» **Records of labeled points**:
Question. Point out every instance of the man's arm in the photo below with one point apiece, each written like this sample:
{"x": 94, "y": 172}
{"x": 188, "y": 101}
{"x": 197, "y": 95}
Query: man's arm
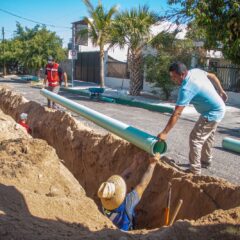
{"x": 171, "y": 122}
{"x": 140, "y": 188}
{"x": 218, "y": 85}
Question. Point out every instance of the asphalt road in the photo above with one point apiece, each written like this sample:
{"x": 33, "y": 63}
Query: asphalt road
{"x": 225, "y": 164}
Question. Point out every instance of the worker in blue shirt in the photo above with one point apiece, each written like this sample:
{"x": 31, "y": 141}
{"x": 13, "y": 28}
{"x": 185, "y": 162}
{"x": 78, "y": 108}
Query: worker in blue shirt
{"x": 197, "y": 88}
{"x": 117, "y": 205}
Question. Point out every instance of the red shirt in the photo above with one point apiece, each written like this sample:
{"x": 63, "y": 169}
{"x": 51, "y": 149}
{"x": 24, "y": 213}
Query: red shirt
{"x": 22, "y": 123}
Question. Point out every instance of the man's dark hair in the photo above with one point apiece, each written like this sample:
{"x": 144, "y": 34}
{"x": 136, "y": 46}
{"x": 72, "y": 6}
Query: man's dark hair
{"x": 178, "y": 67}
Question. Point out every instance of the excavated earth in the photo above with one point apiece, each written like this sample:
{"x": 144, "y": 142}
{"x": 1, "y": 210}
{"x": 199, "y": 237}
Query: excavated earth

» **EXERCISE BRIEF**: Retype all the records shown above, character for character. Omit every picture.

» **FINAL ANSWER**:
Question. Point out every instance of the man's arm in the photo below with one point apiece, each written like this sample:
{"x": 94, "y": 172}
{"x": 188, "y": 101}
{"x": 197, "y": 95}
Query: man's arm
{"x": 171, "y": 122}
{"x": 140, "y": 188}
{"x": 218, "y": 85}
Question. Point out every instance of the asphalt road in the photo above with one point apiece, each written like this sample:
{"x": 33, "y": 63}
Query: asphalt road
{"x": 225, "y": 164}
Question. Point out every instance of the worker in blue shirt in the photo above with one point apiece, each written like this sample:
{"x": 31, "y": 141}
{"x": 13, "y": 28}
{"x": 185, "y": 162}
{"x": 78, "y": 108}
Query: worker in blue shirt
{"x": 197, "y": 88}
{"x": 117, "y": 205}
Question. Point out every instance of the red shirt in the photo above with one point apiece, each written like this sample:
{"x": 63, "y": 169}
{"x": 51, "y": 149}
{"x": 24, "y": 213}
Query: red shirt
{"x": 22, "y": 123}
Question. Point out every instance of the man's dark hair in the photo above with one point apiece, each written like this sample:
{"x": 144, "y": 34}
{"x": 136, "y": 46}
{"x": 72, "y": 6}
Query: man's dark hair
{"x": 178, "y": 67}
Question. Point out every instance of the excavated earth in the photo above with one point apiece, each written like this sample:
{"x": 144, "y": 142}
{"x": 1, "y": 210}
{"x": 199, "y": 237}
Query: excavated earth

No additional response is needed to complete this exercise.